- Goal
Reproduce every one of the items below word for word, leaving each line unchanged.

-- Begin Material shown --

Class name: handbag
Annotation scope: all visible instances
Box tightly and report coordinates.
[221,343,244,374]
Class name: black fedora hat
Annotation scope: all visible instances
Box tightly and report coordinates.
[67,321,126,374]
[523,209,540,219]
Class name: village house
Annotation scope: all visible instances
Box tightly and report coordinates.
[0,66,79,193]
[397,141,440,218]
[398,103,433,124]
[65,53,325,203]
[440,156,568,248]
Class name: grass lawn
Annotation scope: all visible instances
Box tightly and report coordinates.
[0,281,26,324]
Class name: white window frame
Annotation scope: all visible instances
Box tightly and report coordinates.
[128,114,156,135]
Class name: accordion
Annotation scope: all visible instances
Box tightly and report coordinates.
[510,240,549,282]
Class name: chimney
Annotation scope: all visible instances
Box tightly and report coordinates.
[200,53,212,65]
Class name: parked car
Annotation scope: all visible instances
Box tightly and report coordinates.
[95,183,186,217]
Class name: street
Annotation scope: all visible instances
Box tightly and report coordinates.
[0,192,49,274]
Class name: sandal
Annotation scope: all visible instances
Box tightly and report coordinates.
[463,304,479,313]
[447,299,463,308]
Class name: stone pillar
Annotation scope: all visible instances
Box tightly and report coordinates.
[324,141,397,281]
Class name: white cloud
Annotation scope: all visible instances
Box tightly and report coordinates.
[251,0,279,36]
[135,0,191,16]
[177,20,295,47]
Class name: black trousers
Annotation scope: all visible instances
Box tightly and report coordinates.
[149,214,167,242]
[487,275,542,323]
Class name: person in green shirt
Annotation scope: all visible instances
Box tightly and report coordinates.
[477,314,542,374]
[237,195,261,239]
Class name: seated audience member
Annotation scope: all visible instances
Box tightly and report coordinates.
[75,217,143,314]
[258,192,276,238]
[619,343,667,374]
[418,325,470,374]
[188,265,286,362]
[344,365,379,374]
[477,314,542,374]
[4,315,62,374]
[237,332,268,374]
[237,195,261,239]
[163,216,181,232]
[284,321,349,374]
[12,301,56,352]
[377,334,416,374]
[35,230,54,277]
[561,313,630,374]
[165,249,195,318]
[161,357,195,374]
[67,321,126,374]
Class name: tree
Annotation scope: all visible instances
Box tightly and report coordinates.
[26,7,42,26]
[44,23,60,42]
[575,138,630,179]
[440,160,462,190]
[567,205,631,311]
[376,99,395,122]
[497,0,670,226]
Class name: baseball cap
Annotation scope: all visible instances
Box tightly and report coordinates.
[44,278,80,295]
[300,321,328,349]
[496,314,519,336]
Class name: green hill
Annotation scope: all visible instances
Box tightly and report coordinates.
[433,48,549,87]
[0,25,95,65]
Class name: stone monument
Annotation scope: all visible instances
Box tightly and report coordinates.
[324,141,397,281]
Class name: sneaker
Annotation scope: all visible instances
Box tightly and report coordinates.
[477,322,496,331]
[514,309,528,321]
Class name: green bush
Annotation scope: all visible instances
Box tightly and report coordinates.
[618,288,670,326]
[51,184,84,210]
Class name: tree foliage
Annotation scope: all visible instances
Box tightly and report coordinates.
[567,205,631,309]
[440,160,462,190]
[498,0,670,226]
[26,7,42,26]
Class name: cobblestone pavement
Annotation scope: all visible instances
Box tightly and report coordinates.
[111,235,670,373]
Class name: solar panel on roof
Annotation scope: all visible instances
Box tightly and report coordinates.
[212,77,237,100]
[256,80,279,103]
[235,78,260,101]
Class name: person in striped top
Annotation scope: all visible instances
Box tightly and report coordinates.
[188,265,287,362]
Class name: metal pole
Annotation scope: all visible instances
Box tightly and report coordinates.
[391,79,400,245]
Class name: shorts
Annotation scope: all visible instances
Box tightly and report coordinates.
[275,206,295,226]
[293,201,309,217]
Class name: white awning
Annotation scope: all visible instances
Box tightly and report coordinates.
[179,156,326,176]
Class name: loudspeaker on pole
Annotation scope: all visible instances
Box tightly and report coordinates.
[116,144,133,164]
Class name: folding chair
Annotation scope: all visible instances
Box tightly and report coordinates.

-- End Material shown --

- Task output
Class name: handbag
Annotation scope: all visible instances
Box tightly and report coordinates.
[221,343,244,374]
Class name: black fedora hat
Annotation scope: all visible instances
Box tightly and report coordinates.
[67,321,126,374]
[523,209,540,219]
Class name: village house
Annotation scope: all visible instances
Box tightly and report coordinates.
[0,66,79,193]
[397,141,440,218]
[398,103,433,124]
[65,53,325,203]
[440,156,568,248]
Class name: grass lawn
Annotation scope: all visible instances
Box tightly and report coordinates.
[0,281,26,324]
Class name: white window frame
Annotation scope: all visible instances
Box tightly and report coordinates.
[128,114,156,135]
Class name: accordion
Annotation scope: all visible instances
Box tightly and report coordinates.
[510,240,549,282]
Class name: chimney
Annotation scope: all visible instances
Box tightly and report coordinates.
[200,53,212,65]
Class name: parked car
Annotation scope: all visible instances
Box tightly and report coordinates.
[95,183,186,217]
Class name: street
Annotation scope: all visible instances
Box tightly and report coordinates.
[0,192,49,274]
Class name: sandal
Annotation scope: all visible instances
Box tightly and report coordinates.
[463,304,479,313]
[447,299,463,308]
Class name: stone pillar
Annotation scope: all visible instances
Box tightly and report coordinates.
[324,141,397,281]
Class name: white cloud
Annotation scope: all visible instances
Box tightly and report coordinates.
[251,0,279,36]
[135,0,191,16]
[177,20,295,47]
Class name: black trousers
Annotation scope: all visible instances
Box tightly and report coordinates.
[149,214,167,242]
[487,275,542,323]
Class name: person in green shirt
Annotation scope: all visible instances
Box tightly and report coordinates.
[477,314,542,374]
[237,195,261,239]
Class name: seated audience member
Annotation scope: all visible instances
Box tightly and report coordinates.
[75,217,143,314]
[258,192,276,238]
[619,343,667,374]
[418,325,470,374]
[188,265,286,362]
[344,365,379,374]
[477,314,542,374]
[4,315,62,374]
[237,332,268,374]
[237,195,261,239]
[163,216,181,232]
[284,321,349,374]
[12,301,56,352]
[377,334,416,374]
[35,230,54,277]
[561,313,630,374]
[165,249,195,318]
[161,357,195,374]
[67,321,126,374]
Class name: tree
Annotation scope: all visible instances
Box tightly and report coordinates.
[26,7,42,26]
[44,23,60,42]
[575,138,630,179]
[440,160,462,190]
[567,205,631,311]
[376,99,395,122]
[497,0,670,226]
Class name: baseball cap
Annotation scope: all visible instances
Box tightly and report coordinates.
[44,278,80,295]
[300,321,328,349]
[496,314,519,336]
Class name: green hill
Annotation scope: all visible instances
Box tightly and report coordinates.
[433,48,549,87]
[0,25,95,65]
Class name: stone monument
Annotation scope: all visible instances
Box tightly and report coordinates.
[324,141,397,281]
Class name: sneaker
Annotation scope: all visible instances
Box tightly and report coordinates.
[477,322,496,331]
[514,309,528,321]
Class name: green bush
Annotation scope: all visible instances
Box tightly and report coordinates.
[618,288,670,326]
[51,184,84,210]
Class name: tree foliage
Annotation scope: all visible instances
Box tightly and report coordinates.
[567,205,631,309]
[440,160,462,190]
[498,0,670,226]
[26,7,42,26]
Class name: cobblestone pavement
Annotation scope: all visible instances
Box tightly and report coordinates.
[111,235,670,373]
Class name: solar panel on roof
Annotation scope: all visible instances
Box tightly and report coordinates.
[212,77,237,100]
[256,80,279,103]
[235,78,260,101]
Class name: person in striped top
Annotation scope: all visible instances
Box tightly and report coordinates.
[188,265,287,362]
Class name: metal pole
Annotation scope: all visible instances
Box tightly and report coordinates.
[391,79,400,245]
Class name: shorts
Annotation scope: all visible instances
Box tightly and report coordinates.
[275,206,295,226]
[293,201,309,217]
Class name: white awning
Annotation scope: all visible instances
Box tightly and report coordinates.
[179,156,326,176]
Class name: loudspeaker on pole
Annotation scope: all visible instances
Box tightly and report coordinates.
[116,144,133,164]
Class name: folding chair
Annotation scope: all visible instances
Box tightly and report coordinates.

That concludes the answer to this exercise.